___ 提供テキスト ___

必見!企業年金を活用して会社の負債を減らす方法

一般的に、退職金制度といえば勤続年数に応じて退職金の金額が増えていくことが多く、長期勤続者を中心にまとまった数の退職者が短期間のうちに発生した場合、企業側は一時的な支出が大きくなるなどの課題を抱えていました。さらに、退職給付会計を導入している企業では、将来支払うべき退職金を債務として認識する必要があり、財務面での処理も複雑です。不確定要素の多い制度は、先が見通しにくい時代では不利に働く場合があります。一方、企業型確定拠出年金(DC)の場合は、会計処理が極めてシンプルなものになります。以下で、退職金制度の会計について詳しくご説明します。

退職一時金制度とは

退職一時金制度とは、従来の一般的な退職金制度の一種で、従業員が退職した際に、企業の手元資金から一時金として支払う確定給付型の制度です。支給金額は退職金規定により定められます。
退職一時金制度では、制度に関する細かい法規制はあまりなく、企業ごとに自由な設計が可能です。支払った退職金は損金算入されますが、退職金の金額が大きい退職者が多数出た場合など、キャッシュフローが安定しないデメリットがあります。

確定給付企業年金(DB)制度とは?

___

▶ 目標 1:
企業年金と退職金制度の会計についての文章によると、退職一時金制度の支給金額は何によって定められるか。
▶ 目標 2:
企業年金と退職金制度の会計についての文章を、最後の一文の後から書き継ぐこと。

___ データ一覧 ___

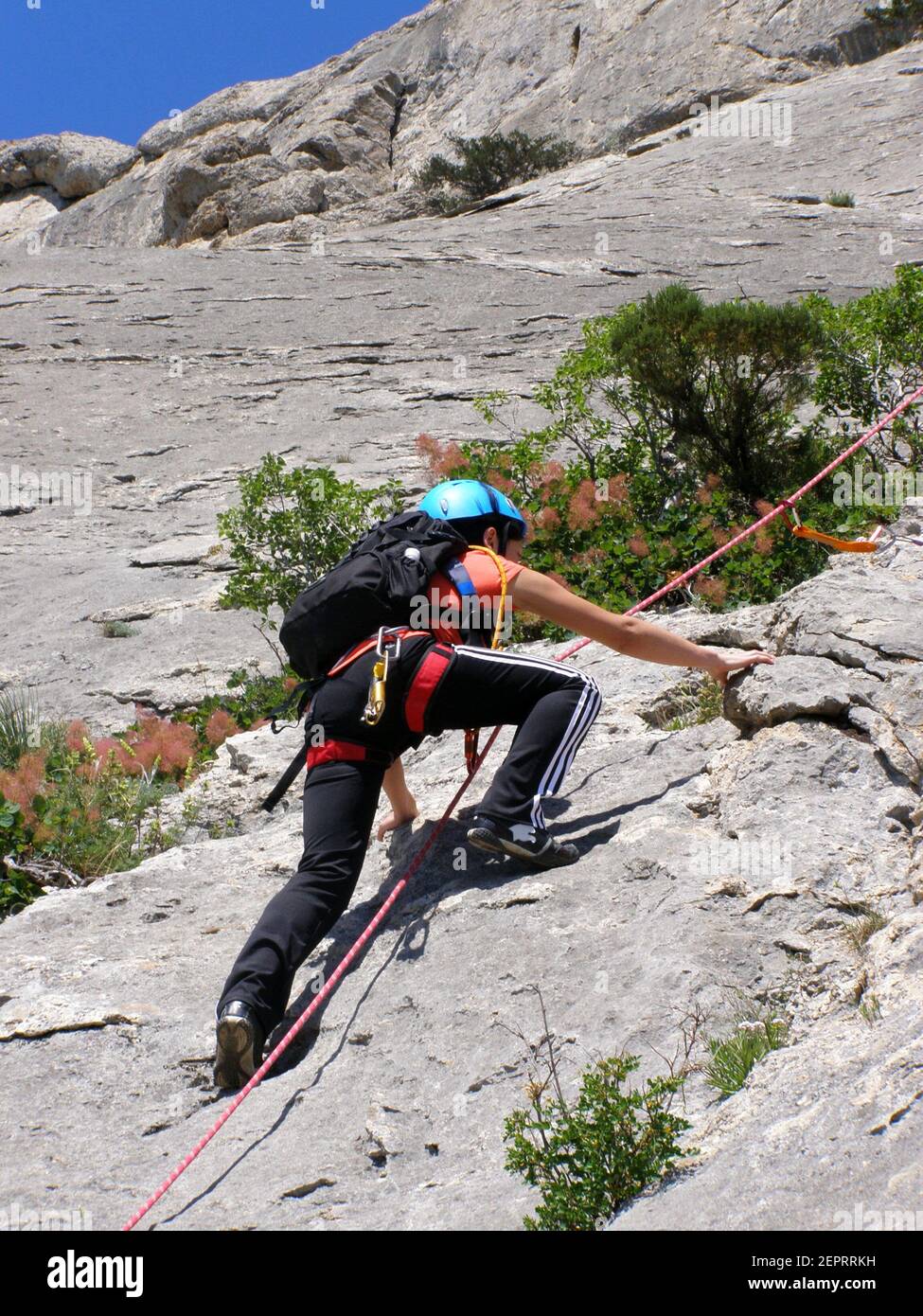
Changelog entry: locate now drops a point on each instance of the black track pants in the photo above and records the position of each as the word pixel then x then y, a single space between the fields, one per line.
pixel 552 704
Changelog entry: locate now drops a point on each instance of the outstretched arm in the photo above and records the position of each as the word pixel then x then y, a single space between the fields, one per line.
pixel 632 636
pixel 403 806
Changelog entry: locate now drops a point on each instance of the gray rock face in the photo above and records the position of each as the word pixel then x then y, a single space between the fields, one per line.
pixel 69 162
pixel 711 858
pixel 340 347
pixel 720 856
pixel 360 124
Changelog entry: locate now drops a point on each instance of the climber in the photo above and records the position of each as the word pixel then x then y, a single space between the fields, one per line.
pixel 441 677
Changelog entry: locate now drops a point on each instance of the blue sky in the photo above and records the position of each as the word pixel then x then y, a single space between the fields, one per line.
pixel 114 67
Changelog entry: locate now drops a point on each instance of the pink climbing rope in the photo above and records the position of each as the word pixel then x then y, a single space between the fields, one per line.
pixel 327 989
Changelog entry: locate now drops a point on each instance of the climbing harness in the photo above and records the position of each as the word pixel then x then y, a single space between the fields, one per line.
pixel 473 733
pixel 805 532
pixel 356 949
pixel 374 708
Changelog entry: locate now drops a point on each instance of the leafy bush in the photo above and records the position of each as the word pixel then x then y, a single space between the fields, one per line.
pixel 871 358
pixel 756 1033
pixel 670 418
pixel 292 526
pixel 713 385
pixel 17 888
pixel 488 165
pixel 592 1156
pixel 77 807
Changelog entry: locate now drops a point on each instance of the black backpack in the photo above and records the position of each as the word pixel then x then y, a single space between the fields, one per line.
pixel 373 586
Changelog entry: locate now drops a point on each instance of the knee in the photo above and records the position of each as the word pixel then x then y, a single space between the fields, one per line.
pixel 588 692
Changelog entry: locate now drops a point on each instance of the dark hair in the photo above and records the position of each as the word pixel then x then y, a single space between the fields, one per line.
pixel 473 528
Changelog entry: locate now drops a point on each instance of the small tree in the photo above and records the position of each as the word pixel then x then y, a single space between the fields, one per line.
pixel 490 165
pixel 292 526
pixel 872 357
pixel 721 381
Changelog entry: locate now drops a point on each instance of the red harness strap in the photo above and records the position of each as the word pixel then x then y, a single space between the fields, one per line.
pixel 346 750
pixel 424 685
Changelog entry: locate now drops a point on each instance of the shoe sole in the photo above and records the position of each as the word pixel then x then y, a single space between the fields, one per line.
pixel 235 1062
pixel 488 841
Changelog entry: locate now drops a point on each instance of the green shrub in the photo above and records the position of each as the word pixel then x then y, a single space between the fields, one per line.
pixel 756 1033
pixel 714 385
pixel 859 931
pixel 871 358
pixel 292 526
pixel 488 165
pixel 590 1157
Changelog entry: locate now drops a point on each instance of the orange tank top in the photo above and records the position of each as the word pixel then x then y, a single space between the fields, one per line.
pixel 464 601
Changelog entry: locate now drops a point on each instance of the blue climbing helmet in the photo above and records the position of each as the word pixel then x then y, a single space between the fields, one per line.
pixel 471 506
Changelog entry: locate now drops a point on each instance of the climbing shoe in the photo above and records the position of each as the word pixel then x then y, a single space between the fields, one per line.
pixel 240 1045
pixel 523 841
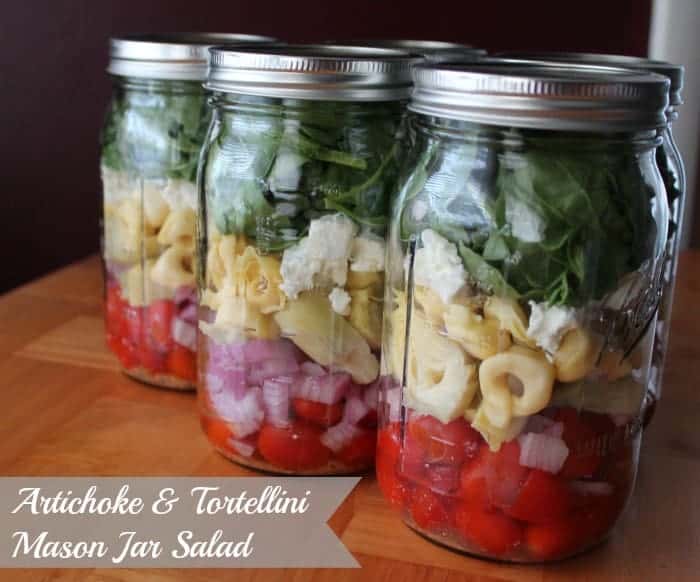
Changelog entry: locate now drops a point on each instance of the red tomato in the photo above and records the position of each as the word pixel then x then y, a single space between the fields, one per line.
pixel 553 540
pixel 542 499
pixel 395 490
pixel 488 529
pixel 218 432
pixel 297 448
pixel 318 413
pixel 428 510
pixel 158 324
pixel 133 323
pixel 583 459
pixel 574 533
pixel 360 451
pixel 114 312
pixel 125 351
pixel 182 363
pixel 447 443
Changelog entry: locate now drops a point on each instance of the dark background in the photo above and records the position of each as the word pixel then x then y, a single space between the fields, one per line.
pixel 53 89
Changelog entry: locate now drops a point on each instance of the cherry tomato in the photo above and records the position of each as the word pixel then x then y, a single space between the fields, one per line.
pixel 543 498
pixel 429 510
pixel 318 413
pixel 488 529
pixel 114 312
pixel 360 451
pixel 447 443
pixel 583 459
pixel 182 363
pixel 394 488
pixel 297 448
pixel 158 324
pixel 218 432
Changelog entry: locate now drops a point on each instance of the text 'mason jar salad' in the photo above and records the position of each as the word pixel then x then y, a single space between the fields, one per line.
pixel 672 171
pixel 155 125
pixel 524 264
pixel 295 179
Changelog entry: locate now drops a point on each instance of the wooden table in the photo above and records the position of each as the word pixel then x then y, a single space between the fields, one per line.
pixel 66 410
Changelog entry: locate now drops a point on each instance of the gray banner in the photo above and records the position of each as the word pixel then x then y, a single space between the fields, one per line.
pixel 183 522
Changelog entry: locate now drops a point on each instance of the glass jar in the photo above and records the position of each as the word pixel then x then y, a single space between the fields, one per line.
pixel 296 174
pixel 524 260
pixel 155 125
pixel 670 165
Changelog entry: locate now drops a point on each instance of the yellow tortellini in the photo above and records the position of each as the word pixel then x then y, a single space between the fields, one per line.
pixel 510 316
pixel 576 355
pixel 178 228
pixel 442 381
pixel 516 382
pixel 480 337
pixel 174 268
pixel 259 279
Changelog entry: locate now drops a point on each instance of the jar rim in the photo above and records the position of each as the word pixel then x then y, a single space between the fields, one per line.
pixel 314 72
pixel 556 96
pixel 170 56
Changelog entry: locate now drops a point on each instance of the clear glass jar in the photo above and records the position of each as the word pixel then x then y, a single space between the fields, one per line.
pixel 524 268
pixel 295 195
pixel 155 125
pixel 673 173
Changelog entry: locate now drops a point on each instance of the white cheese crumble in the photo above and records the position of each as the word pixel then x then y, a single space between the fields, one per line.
pixel 548 325
pixel 180 194
pixel 525 223
pixel 320 258
pixel 438 266
pixel 367 253
pixel 340 301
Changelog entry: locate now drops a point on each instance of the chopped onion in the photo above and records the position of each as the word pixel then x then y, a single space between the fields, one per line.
pixel 185 295
pixel 189 313
pixel 245 414
pixel 268 369
pixel 276 400
pixel 184 333
pixel 340 435
pixel 243 448
pixel 355 407
pixel 592 487
pixel 328 389
pixel 371 395
pixel 542 451
pixel 312 369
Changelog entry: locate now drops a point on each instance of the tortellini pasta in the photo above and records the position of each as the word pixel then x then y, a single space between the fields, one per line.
pixel 174 268
pixel 481 337
pixel 516 382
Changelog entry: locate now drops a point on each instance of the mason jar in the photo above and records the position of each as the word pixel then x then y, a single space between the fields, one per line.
pixel 155 125
pixel 428 49
pixel 525 255
pixel 672 171
pixel 295 179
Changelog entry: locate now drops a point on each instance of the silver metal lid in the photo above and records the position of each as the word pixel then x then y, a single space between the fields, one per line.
pixel 176 56
pixel 318 72
pixel 562 97
pixel 429 49
pixel 675 73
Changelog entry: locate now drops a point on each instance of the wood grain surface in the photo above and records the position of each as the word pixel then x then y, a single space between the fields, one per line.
pixel 67 410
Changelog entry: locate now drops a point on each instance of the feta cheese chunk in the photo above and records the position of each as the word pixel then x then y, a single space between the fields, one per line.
pixel 438 266
pixel 180 194
pixel 548 325
pixel 319 259
pixel 367 253
pixel 524 222
pixel 340 301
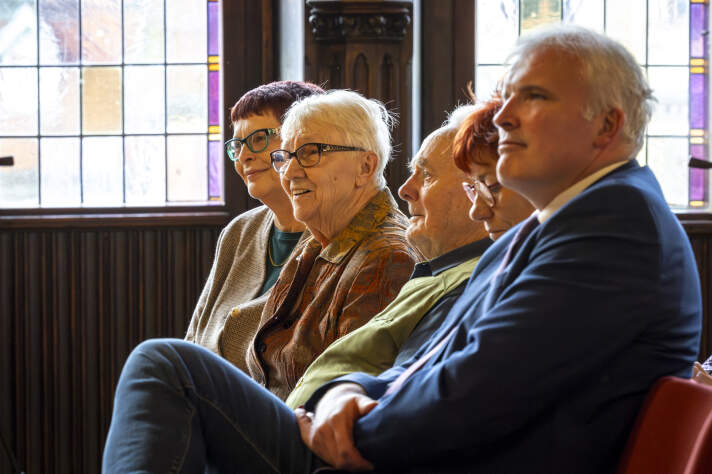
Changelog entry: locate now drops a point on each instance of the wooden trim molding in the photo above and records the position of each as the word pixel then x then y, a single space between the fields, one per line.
pixel 352 21
pixel 130 220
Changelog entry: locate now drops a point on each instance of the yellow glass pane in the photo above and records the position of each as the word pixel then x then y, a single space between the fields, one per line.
pixel 101 100
pixel 535 13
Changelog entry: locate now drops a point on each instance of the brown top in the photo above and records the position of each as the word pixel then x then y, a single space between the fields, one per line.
pixel 352 279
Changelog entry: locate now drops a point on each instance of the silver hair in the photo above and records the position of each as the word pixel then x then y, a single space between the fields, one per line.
pixel 359 121
pixel 458 115
pixel 613 76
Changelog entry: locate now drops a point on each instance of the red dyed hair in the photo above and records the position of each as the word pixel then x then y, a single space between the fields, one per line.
pixel 477 135
pixel 275 98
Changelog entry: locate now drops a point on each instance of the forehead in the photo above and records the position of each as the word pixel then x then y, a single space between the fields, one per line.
pixel 311 132
pixel 548 68
pixel 244 127
pixel 435 151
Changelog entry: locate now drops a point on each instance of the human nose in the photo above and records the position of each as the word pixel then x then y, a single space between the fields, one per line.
pixel 291 168
pixel 480 210
pixel 408 191
pixel 505 118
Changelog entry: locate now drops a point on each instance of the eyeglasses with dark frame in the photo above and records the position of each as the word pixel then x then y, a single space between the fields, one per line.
pixel 256 142
pixel 485 192
pixel 307 155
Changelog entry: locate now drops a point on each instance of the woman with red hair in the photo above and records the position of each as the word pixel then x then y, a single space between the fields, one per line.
pixel 475 152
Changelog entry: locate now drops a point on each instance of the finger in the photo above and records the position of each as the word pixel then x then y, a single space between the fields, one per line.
pixel 365 405
pixel 304 421
pixel 349 457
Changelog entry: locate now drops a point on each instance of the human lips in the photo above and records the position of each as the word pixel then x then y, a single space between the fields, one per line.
pixel 510 144
pixel 296 192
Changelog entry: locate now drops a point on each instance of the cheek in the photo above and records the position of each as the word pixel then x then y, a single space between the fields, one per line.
pixel 238 169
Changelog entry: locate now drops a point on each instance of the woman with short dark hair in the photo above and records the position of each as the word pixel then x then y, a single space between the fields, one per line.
pixel 254 246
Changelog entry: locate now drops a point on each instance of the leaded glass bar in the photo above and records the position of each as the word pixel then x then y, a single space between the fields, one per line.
pixel 669 40
pixel 119 101
pixel 698 100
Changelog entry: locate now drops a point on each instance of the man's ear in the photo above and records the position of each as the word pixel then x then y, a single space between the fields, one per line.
pixel 611 127
pixel 367 168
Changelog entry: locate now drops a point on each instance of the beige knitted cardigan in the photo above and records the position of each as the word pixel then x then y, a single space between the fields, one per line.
pixel 231 293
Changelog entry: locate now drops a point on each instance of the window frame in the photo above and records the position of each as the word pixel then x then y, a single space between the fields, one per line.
pixel 247 40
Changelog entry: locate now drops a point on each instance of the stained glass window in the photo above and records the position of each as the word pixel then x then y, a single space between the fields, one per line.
pixel 669 40
pixel 110 102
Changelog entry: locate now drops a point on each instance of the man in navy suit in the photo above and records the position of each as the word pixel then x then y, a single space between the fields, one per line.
pixel 548 371
pixel 541 365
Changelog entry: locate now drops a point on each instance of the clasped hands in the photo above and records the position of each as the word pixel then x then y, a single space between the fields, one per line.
pixel 329 431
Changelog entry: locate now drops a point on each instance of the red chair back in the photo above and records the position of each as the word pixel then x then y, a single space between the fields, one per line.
pixel 673 432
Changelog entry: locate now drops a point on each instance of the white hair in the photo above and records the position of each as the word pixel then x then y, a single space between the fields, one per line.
pixel 360 122
pixel 611 73
pixel 457 116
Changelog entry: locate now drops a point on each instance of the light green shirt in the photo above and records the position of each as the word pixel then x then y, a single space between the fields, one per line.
pixel 374 346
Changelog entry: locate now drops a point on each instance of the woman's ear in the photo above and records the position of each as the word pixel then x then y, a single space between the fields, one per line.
pixel 367 168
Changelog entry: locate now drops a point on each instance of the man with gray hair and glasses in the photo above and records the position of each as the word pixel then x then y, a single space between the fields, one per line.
pixel 541 365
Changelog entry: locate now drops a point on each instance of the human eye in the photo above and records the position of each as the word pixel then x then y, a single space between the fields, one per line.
pixel 258 138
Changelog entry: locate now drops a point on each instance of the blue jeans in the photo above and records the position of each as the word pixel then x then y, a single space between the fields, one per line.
pixel 181 408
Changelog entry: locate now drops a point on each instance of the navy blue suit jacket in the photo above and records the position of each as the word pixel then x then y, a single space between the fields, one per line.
pixel 553 356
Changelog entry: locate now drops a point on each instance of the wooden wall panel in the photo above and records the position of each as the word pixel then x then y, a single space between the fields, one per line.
pixel 73 303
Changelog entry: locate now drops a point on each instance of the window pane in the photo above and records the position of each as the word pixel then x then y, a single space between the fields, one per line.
pixel 215 156
pixel 187 168
pixel 536 13
pixel 487 79
pixel 187 97
pixel 625 22
pixel 143 99
pixel 670 86
pixel 667 158
pixel 59 31
pixel 668 39
pixel 101 31
pixel 18 184
pixel 18 101
pixel 186 31
pixel 59 101
pixel 18 32
pixel 586 13
pixel 60 172
pixel 143 32
pixel 497 29
pixel 145 170
pixel 101 100
pixel 102 171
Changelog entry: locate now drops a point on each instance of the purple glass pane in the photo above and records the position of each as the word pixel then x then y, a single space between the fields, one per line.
pixel 214 157
pixel 214 98
pixel 698 101
pixel 697 185
pixel 213 49
pixel 698 18
pixel 697 176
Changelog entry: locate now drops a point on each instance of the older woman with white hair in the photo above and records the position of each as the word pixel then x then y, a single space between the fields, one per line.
pixel 335 149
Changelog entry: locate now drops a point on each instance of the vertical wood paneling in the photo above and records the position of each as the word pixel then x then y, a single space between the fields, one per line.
pixel 73 305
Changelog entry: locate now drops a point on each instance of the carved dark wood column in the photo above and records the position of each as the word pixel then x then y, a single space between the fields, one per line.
pixel 366 46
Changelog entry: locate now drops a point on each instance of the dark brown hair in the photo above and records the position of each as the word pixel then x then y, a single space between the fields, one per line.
pixel 477 136
pixel 275 98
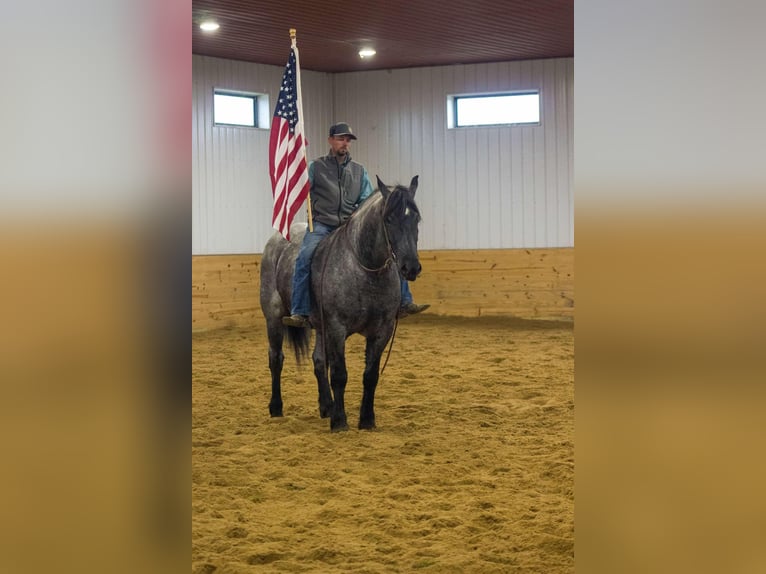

___

▶ 最終回答 1:
退職金規定によって定められる。

▶ 最終回答 2:
確定給付企業年金(DB)制度とは、確定給付企業年金法に基づいた確定給付型の年金制度です。従業員が退職などにより制度への加入資格を喪失した際に、一時金もしくは年金として支給します。
企業が数理計算により定められた掛金を毎年年金資産として拠出し、年金資産を運用します。掛金は全額損金算入できます。
将来支払う退職金を定められた掛金の定期的な拠出により積み立てるためキャッシュフローを平準化できる効果がある一方、年金資産の運用結果などにより積立水準が低くなると、掛金の追加拠出が必要となる場合もあります。
資産が事前に確保されるので従業員に安心感を提供できますし、効率的な資産運用により掛金の軽減も図ることができます。また、退職事由別の区分など、雇用施策を反映した給付設計も可能です。
一方で、積立水準低下時には、掛金の追加拠出の可能性があります。上場企業などでは、退職給付会計に基づく債務認識が必要です。

企業型確定拠出年金(DC)制度とは?

確定拠出年金制度(DC)とは、企業が掛金を各従業員(制度の加入者)の専用口座に拠出する制度です。掛金は全額損金算入でき、各人の掛金額は年金規約で定められます。
年金資産の運用は従業員が行います。従業員が運用リスクを負うことになるため、投資教育が不可欠です。
「確定拠出」という言葉のとおり、拠出=掛金が確定しているので、追加拠出の必要はなく、キャッシュフローが安定します。

退職金は債務としての仕訳が必要

退職給付会計を導入している企業では、将来支払うべき退職金を債務として認識する必要があります。退職給付会計を通じて、「退職給付債務」(PBO、Projected Benefit Obligationの略)が、将来的に支払うべき退職金の金額として時価評価で表面化されます。
さらに、企業年金制度と退職一時金制度に関して、会計期間末までに発生している不足分(負債)として、「退職給付金引当金」が計算されます。加えて、会計期間末までに退職給付に関して発生した費用として、「退職給付費用」が計算されます。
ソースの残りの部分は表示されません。